** Begin Material **
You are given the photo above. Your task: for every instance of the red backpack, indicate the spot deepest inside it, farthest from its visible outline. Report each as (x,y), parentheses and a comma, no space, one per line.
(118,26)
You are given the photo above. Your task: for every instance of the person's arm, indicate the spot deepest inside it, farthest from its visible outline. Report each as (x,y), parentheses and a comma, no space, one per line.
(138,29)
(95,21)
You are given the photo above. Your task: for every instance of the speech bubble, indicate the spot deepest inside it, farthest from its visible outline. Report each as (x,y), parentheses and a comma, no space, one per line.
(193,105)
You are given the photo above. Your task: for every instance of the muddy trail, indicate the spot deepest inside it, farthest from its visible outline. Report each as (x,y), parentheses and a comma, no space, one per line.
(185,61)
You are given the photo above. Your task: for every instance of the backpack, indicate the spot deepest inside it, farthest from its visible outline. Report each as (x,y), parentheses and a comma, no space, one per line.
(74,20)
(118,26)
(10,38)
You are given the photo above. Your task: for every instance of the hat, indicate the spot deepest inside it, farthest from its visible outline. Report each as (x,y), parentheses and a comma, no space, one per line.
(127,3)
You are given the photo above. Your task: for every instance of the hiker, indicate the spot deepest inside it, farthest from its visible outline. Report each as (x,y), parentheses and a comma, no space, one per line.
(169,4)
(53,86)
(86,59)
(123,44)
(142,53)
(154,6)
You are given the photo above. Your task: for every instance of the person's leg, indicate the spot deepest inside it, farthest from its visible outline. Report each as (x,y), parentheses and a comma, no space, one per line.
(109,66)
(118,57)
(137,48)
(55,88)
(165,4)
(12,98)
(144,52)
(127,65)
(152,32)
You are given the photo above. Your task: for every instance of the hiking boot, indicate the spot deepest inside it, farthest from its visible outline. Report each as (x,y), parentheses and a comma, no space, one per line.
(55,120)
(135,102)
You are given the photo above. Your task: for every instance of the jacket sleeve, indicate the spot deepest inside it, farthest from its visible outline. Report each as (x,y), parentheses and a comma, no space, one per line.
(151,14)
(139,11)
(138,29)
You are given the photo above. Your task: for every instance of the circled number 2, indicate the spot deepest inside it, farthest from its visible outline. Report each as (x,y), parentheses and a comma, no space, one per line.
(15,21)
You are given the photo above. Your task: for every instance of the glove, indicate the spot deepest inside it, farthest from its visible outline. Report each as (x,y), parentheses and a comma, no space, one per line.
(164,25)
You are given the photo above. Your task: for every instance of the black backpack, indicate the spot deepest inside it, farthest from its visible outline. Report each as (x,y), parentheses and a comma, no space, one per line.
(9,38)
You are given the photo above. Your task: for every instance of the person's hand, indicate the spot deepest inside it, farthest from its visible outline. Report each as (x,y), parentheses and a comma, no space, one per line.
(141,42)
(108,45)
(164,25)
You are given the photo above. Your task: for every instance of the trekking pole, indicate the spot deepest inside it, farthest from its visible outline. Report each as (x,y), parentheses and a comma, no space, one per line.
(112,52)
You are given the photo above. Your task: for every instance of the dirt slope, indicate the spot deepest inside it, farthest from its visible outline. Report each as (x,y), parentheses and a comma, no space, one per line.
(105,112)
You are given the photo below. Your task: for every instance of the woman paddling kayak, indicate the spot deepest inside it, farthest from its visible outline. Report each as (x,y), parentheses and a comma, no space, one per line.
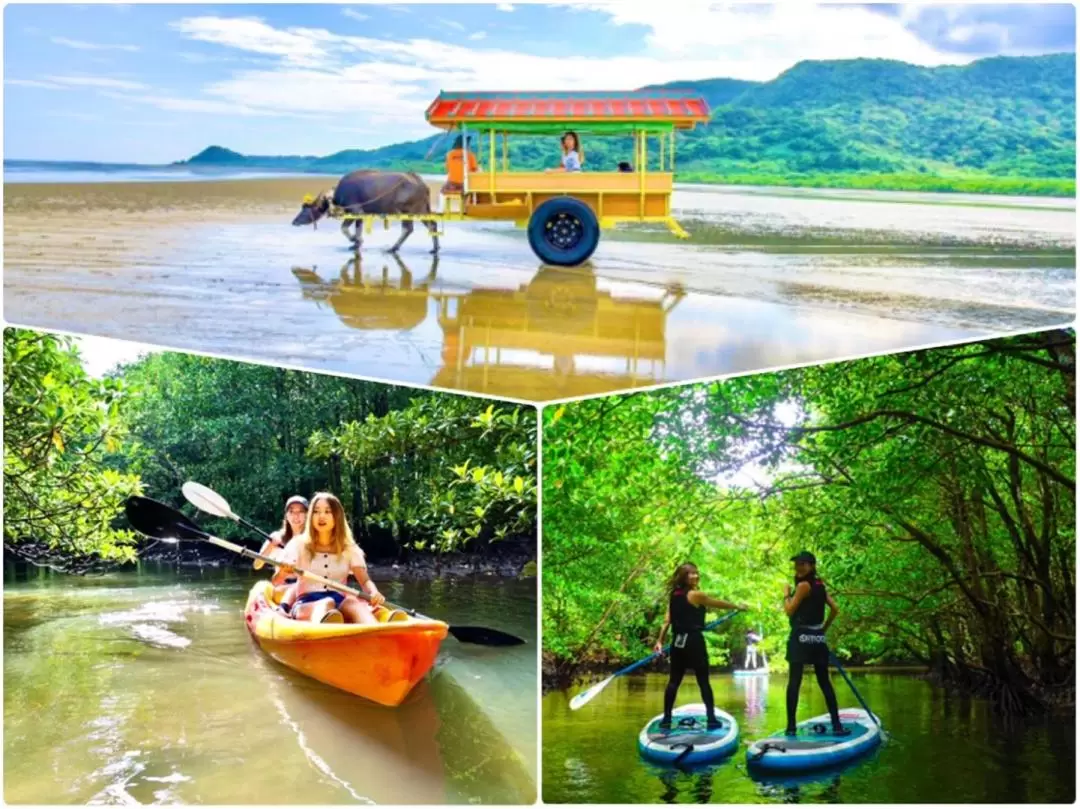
(293,524)
(806,644)
(327,548)
(686,616)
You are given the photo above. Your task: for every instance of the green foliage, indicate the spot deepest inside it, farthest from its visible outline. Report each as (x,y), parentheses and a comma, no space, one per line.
(260,434)
(937,489)
(58,427)
(460,472)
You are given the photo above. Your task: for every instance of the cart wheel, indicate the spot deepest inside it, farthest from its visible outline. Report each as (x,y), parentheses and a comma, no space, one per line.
(564,231)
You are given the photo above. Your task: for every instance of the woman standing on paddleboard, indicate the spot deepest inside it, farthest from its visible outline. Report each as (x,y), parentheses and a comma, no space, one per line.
(806,645)
(686,616)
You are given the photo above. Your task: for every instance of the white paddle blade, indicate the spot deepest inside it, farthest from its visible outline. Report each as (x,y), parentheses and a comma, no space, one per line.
(206,499)
(588,695)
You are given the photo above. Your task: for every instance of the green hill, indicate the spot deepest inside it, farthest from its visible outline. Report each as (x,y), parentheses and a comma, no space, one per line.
(999,124)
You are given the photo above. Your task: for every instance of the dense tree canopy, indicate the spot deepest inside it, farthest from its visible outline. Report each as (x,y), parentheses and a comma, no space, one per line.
(937,489)
(416,471)
(59,497)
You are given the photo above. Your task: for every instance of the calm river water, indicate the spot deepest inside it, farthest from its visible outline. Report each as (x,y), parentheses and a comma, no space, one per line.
(941,749)
(146,688)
** End Material **
Rewrite every one of these records, replacing "the spot deepest inside it" with "the most central point within it" and keeping everything else the same. Leave the pictures out.

You are given the photo above. Your task: for every instance of the red backpack, indicate the most central point within it, farthest from its visible outline. Report each as (x,y), parentheses and a comma, no space, one per line.
(118,26)
You are given the photo above. Your task: for every instance of the person's arm, indicate the most central point within it, farthest from its visible outline. Report each as (x,y), parentheses and a comma, no space, one per line.
(138,29)
(95,21)
You are given the photo above. Your task: for every instance of the speech bubble, indicate the most central point within it, farthest from its visible outline. Report each as (x,y), parentheses and a comma, no space, one per line.
(193,105)
You are given the photo above. Your task: for every instance of the muddy trail, indicate the most central point within it, farthest from its visible outline. Report each as (x,y), parentheses and a comma, no space, one per line.
(185,61)
You are given the photo above. Your task: for every instance of the backpack, indicate the most central point within it, farthest from its visible outline. Report each as (x,y), parentheses and a comma, no space, one per line.
(74,20)
(118,26)
(10,38)
You are given the photo above. Your task: for every instance of the hat, indicate the most central point within it, farthest from its visible outline. Report each as (x,y), parentheses and a comma, no space, one per line.
(127,3)
You are given the photo above. Your task: for every instance of the hiker, indicate the most central point within it, farthest from its visible outline. Report each as (x,y), parentheses and a comma, no space, one per line.
(169,4)
(53,86)
(86,59)
(123,44)
(142,53)
(154,6)
You are given the photo above. Your task: for every instance of the person's leg, indicate the most central point within it, farthest from its visible outline. Report each as (x,y), parentheses and a comma, no space, one per line.
(109,66)
(118,57)
(137,48)
(55,88)
(165,4)
(12,98)
(144,52)
(127,65)
(152,32)
You are given the photo above. Your task: for every instance of the hiking boot, indicate the most central point within it, farthest from its visible outline. Report each as (x,y), parentheses and a comma, no space, one per line.
(55,120)
(135,102)
You are given the photo above. Your task: for every instance of the jacket sleeve, indicate the most central point within it, farthest from its visible outline. Report each as (x,y), parentheses and a comma, no space, one per line.
(151,14)
(139,11)
(138,29)
You are given the photo above. Your task: for every instance of the circled number 2, indicate the most central point within it, farthest from its visible outline. Report each as (x,y), parentheses and a comma, no space, one per line.
(15,21)
You are given the photo above. Your task: for every instance of the glove, indicate the most central point within it, farthest from its visible outline. Report each as (x,y), parentheses and a comma, no space, one per line.
(164,25)
You are given the photo above. Your task: for every instance of the black backpack, indicate the most central point within it, farthest from its visible outline. Report each as (x,y), parentheses and a comma, no space, one per line.
(9,38)
You are given the photo above. Your task: for every instance of the person's hand, indicate the most central point within it, farthest from its visible outline. Report each as (x,y), parentheses and a comma, no space, one per line.
(141,42)
(108,45)
(164,25)
You are given the photo above. Your task: for every instance of the trekking pole, indicate the most central point within it, farthest from its visible outline. Report each as (x,y), parentheses and a comma, no space, one per line.
(112,52)
You are given the photo above. Your task: for every instance of the dirt slope, indicate the most central point within it, farthest from its visible outline. Report each as (x,y), parentheses and a comma, no space, one per line.
(105,112)
You are given the photo below. Your task: for every instance of the woman paddling kayak, indicate the most central point within it, farthest from its visible outline. Report each as (x,y), parentheses and a comma, no space, one per line.
(293,524)
(806,644)
(327,548)
(686,616)
You are given the photo above. Your task: for every instance of the green foliage, indicate the most central point within it, farthest from its visible outline. Report each as (x,y), parentheses and a comma, no space, one per line.
(260,434)
(937,489)
(58,427)
(460,472)
You are given the photo above. Your task: for every instance of the cart wheel, indicate the most central point within it, farthest from its visible outline. Report each as (x,y), parentheses and a comma, no space, one per line.
(564,231)
You are given the photo above. Your task: for every instance of the woman standing on paddleboard, indicate the most central point within it, farthest from its visible outline. Report each as (x,y), parentheses and a comma, no space, one per line.
(806,645)
(686,616)
You are given the photo above. Your task: for every instance of the white paddle blade, indicate the most central point within it, farthest from its visible outline. Report each as (x,y), parentheses and a comma, no space, one per line.
(206,499)
(588,695)
You are given the photo above. Your task: for every instance of the green hill, indicate the most central point within it, farthest from its visible outline. Report each as (x,y), parentheses and a comma, no space, one per line.
(999,124)
You are given the photo above. Your task: for every instance of the dense tree canopy, indicate the most central point within it, farthest from its visible outline. Report each as (x,y), parentheses and a comma, no space, one per line.
(937,489)
(416,471)
(59,497)
You are given the photo above. Your task: for every instance of the calm river water, indicate the most central point within it, farthest from its visible outline. Report each as (x,y), parentheses and a comma, no space, one per line.
(941,749)
(146,688)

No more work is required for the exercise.